En deçà de l’art abstrait
 
 

 

 

L'inversion de "l'art abstrait" qui coiffe ce chapitre fait valoir une défonctionalisation de l'art ; il ne s'agit pas d'appréhender les résultats du travail en fonction de ce qu'il permet de produire (relativement à des critères qui portent sur son efficacité, qu'il s'agisse d'une industrie schématique, déictique, ou dynamique), il s'agit de mettre à jour une analyse qui a lieu lorsque quelqu'un travaille, qui que ce soit, l'artiste peintre ou le peintre en bâtiment.

DONNÉES FOURNIES:
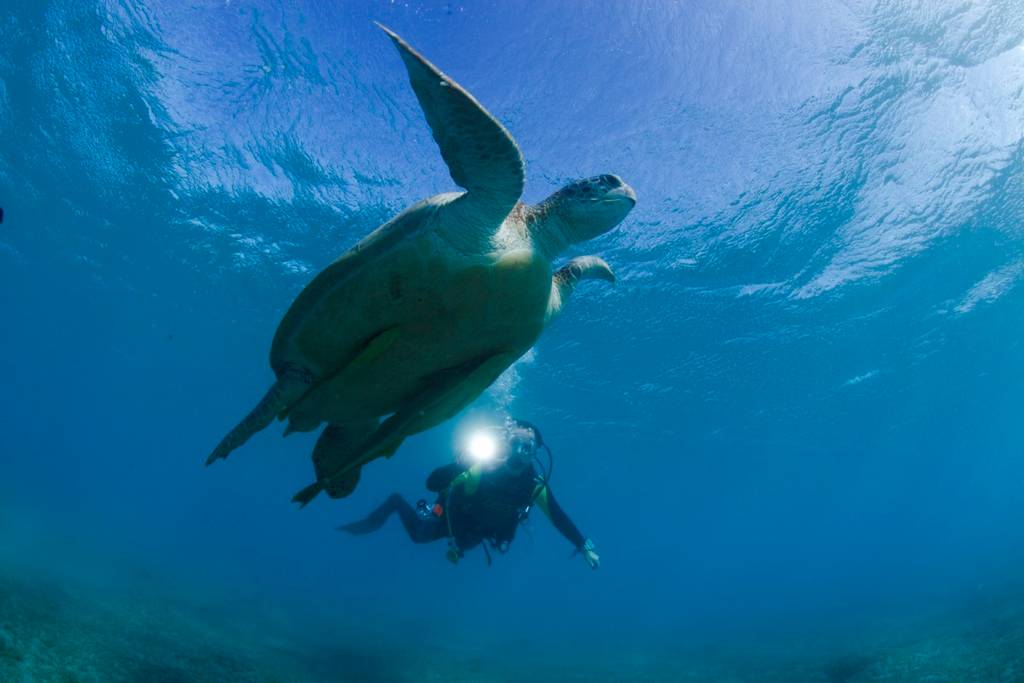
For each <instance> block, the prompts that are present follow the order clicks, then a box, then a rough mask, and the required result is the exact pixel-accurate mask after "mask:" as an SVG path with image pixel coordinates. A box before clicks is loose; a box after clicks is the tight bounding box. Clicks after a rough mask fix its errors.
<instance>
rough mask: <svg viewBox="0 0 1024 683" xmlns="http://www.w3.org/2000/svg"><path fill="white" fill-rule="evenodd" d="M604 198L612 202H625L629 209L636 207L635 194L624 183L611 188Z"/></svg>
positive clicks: (605, 195) (635, 193) (635, 195)
mask: <svg viewBox="0 0 1024 683" xmlns="http://www.w3.org/2000/svg"><path fill="white" fill-rule="evenodd" d="M605 197H606V198H608V199H613V200H620V201H621V200H627V201H628V202H629V203H630V206H631V207H634V206H636V205H637V194H636V193H635V191H633V188H632V187H630V186H629V185H627V184H626V183H625V182H624V183H623V184H621V185H618V186H617V187H612V188H611V189H609V190H608V191H607V193H606V194H605Z"/></svg>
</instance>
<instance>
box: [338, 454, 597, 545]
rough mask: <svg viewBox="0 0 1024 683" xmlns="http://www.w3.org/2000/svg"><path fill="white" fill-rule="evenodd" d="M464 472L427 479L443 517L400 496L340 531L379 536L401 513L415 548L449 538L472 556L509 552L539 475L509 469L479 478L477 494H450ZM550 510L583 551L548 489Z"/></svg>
mask: <svg viewBox="0 0 1024 683" xmlns="http://www.w3.org/2000/svg"><path fill="white" fill-rule="evenodd" d="M463 471H465V468H464V467H461V466H459V465H455V464H453V465H445V466H443V467H439V468H437V469H436V470H434V471H433V472H431V474H430V476H429V477H428V478H427V488H428V489H430V490H432V492H434V493H438V494H440V496H439V497H438V500H437V503H438V504H439V505H440V506H441V514H440V515H435V514H433V513H432V512H430V511H425V512H424V513H423V514H421V513H420V512H418V511H417V510H416V509H415V508H413V506H412V505H410V504H409V503H408V502H406V499H403V498H402V497H401V496H400V495H398V494H392V495H391V496H389V497H388V498H387V500H386V501H384V503H383V504H381V505H380V507H378V508H377V509H376V510H374V511H373V512H372V513H370V515H369V516H368V517H366V518H365V519H361V520H359V521H357V522H353V523H351V524H346V525H344V526H341V527H339V528H341V529H343V530H346V531H349V532H350V533H369V532H371V531H375V530H377V529H378V528H380V527H381V526H383V524H384V522H385V521H387V518H388V517H390V516H391V514H392V513H397V514H398V518H399V519H400V520H401V525H402V526H403V527H404V528H406V532H407V533H409V538H410V539H412V541H413V542H414V543H430V542H432V541H437V540H439V539H443V538H446V537H447V536H449V533H450V530H451V535H452V537H453V538H454V541H455V543H456V545H457V547H458V548H459V549H461V550H469V549H470V548H474V547H476V546H478V545H479V544H480V543H481V542H483V541H488V542H490V544H492V545H493V546H494V547H495V548H498V549H500V550H504V549H506V548H507V547H508V544H509V543H511V542H512V539H513V538H514V537H515V532H516V529H517V528H518V527H519V523H520V522H521V521H522V519H523V518H524V516H525V514H526V513H527V512H528V511H529V508H530V507H531V506H532V505H534V504H535V503H536V500H535V499H536V495H537V493H538V486H539V485H540V483H541V479H540V477H539V476H538V473H537V470H535V469H534V467H532V466H529V467H527V468H525V469H524V470H522V471H521V472H518V473H514V472H512V471H511V470H510V469H509V468H507V467H499V468H497V469H495V470H493V471H485V472H482V473H481V474H480V478H479V484H478V485H477V487H476V489H475V490H474V492H472V493H469V494H467V493H465V492H464V490H462V488H460V487H459V486H455V487H453V488H451V489H450V490H451V493H450V494H447V495H445V494H444V493H442V492H445V490H446V489H449V486H450V484H451V483H452V481H453V480H454V479H455V478H456V477H457V476H458V475H459V474H461V473H462V472H463ZM547 506H548V510H549V512H550V515H551V521H552V523H553V524H554V525H555V528H557V529H558V530H559V531H560V532H561V533H562V536H564V537H565V538H566V539H567V540H568V541H569V543H571V544H572V546H573V547H574V548H580V547H582V546H583V545H584V543H585V539H584V536H583V533H581V532H580V529H578V528H577V526H575V524H573V523H572V520H570V519H569V517H568V515H566V514H565V511H564V510H562V508H561V506H559V505H558V502H557V501H555V498H554V496H553V495H552V494H551V489H550V488H549V489H548V492H547Z"/></svg>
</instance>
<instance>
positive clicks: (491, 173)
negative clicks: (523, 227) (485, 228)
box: [377, 24, 525, 225]
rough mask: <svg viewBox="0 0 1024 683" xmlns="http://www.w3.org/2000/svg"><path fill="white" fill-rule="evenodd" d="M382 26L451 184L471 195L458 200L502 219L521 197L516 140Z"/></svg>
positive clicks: (519, 167) (460, 88) (468, 97)
mask: <svg viewBox="0 0 1024 683" xmlns="http://www.w3.org/2000/svg"><path fill="white" fill-rule="evenodd" d="M377 26H379V27H380V28H381V29H382V30H383V31H384V32H385V33H386V34H387V35H388V36H390V38H391V40H392V41H393V42H394V45H395V47H397V48H398V53H399V54H400V55H401V60H402V61H403V62H404V63H406V70H407V71H408V72H409V80H410V83H411V84H412V85H413V91H414V92H415V93H416V98H417V99H418V100H419V101H420V106H421V108H422V109H423V114H424V116H425V117H426V119H427V124H429V125H430V131H431V132H432V133H433V135H434V140H436V141H437V146H439V147H440V152H441V157H443V158H444V163H445V164H447V167H449V172H450V173H451V174H452V179H453V180H455V181H456V182H457V183H458V184H459V186H460V187H465V188H466V189H467V190H468V193H467V195H466V196H465V198H463V200H460V201H461V202H468V203H470V204H472V205H474V206H475V207H476V208H478V209H482V211H480V212H479V213H481V214H484V215H487V216H492V217H495V218H496V219H497V222H496V225H497V224H499V223H501V221H502V220H504V218H505V216H506V215H508V213H509V211H511V210H512V208H513V207H514V206H515V205H516V203H517V202H518V201H519V197H520V196H521V195H522V188H523V183H524V175H525V171H524V169H523V162H522V155H521V154H520V153H519V147H518V146H516V143H515V140H514V139H512V135H511V134H509V132H508V131H507V130H506V129H505V127H504V126H503V125H502V124H501V123H499V122H498V120H496V119H495V118H494V117H493V116H490V114H488V113H487V111H486V110H485V109H483V106H481V105H480V103H479V102H478V101H476V99H474V98H473V96H472V95H471V94H469V93H468V92H466V91H465V90H464V89H463V88H462V87H461V86H460V85H459V84H458V83H456V82H455V81H453V80H452V79H451V78H449V77H447V76H445V75H444V74H442V73H441V72H440V70H438V69H437V68H436V67H435V66H433V65H432V63H430V62H429V61H428V60H427V59H426V58H424V57H423V56H422V55H421V54H420V53H418V52H417V51H416V50H414V49H413V48H412V47H410V45H409V43H407V42H406V41H403V40H402V39H401V38H399V37H398V35H397V34H395V33H394V32H393V31H391V30H389V29H387V28H386V27H384V26H381V25H380V24H378V25H377Z"/></svg>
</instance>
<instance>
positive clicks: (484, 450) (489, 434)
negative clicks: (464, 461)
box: [466, 429, 498, 463]
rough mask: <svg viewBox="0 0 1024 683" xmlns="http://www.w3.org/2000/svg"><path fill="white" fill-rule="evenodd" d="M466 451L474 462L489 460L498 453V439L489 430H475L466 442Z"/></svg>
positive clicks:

EXPLORER LE DOCUMENT:
#1 Transcrivez le passage du texte source qui va de « En deçà de l’art » à « peintre en bâtiment. ».
#2 Traduisez en anglais cette phrase du texte source : « L'inversion de "l'art abstrait" qui coiffe ce chapitre fait valoir une défonctionalisation de l'art ; il ne s'agit pas d'appréhender les résultats du travail en fonction de ce qu'il permet de produire (relativement à des critères qui portent sur son efficacité, qu'il s'agisse d'une industrie schématique, déictique, ou dynamique), il s'agit de mettre à jour une analyse qui a lieu lorsque quelqu'un travaille, qui que ce soit, l'artiste peintre ou le peintre en bâtiment. »

RÉPONSES PAR TÂCHE:
#1
En deçà de l’art abstrait
 
 

 

 

L'inversion de "l'art abstrait" qui coiffe ce chapitre fait valoir une défonctionalisation de l'art ; il ne s'agit pas d'appréhender les résultats du travail en fonction de ce qu'il permet de produire (relativement à des critères qui portent sur son efficacité, qu'il s'agisse d'une industrie schématique, déictique, ou dynamique), il s'agit de mettre à jour une analyse qui a lieu lorsque quelqu'un travaille, qui que ce soit, l'artiste peintre ou le peintre en bâtiment.

#2 The inversion of "abstract art" that heads this chapter asserts a defunctionalization of art; it is not a matter of apprehending the results of work in terms of what it makes it possible to produce (relative to criteria that bear on its efficiency, whether it be a schematic, deictic, or dynamic industry), it is a matter of bringing to light an analysis that takes place when someone works, whoever that may be, the fine-art painter or the house painter.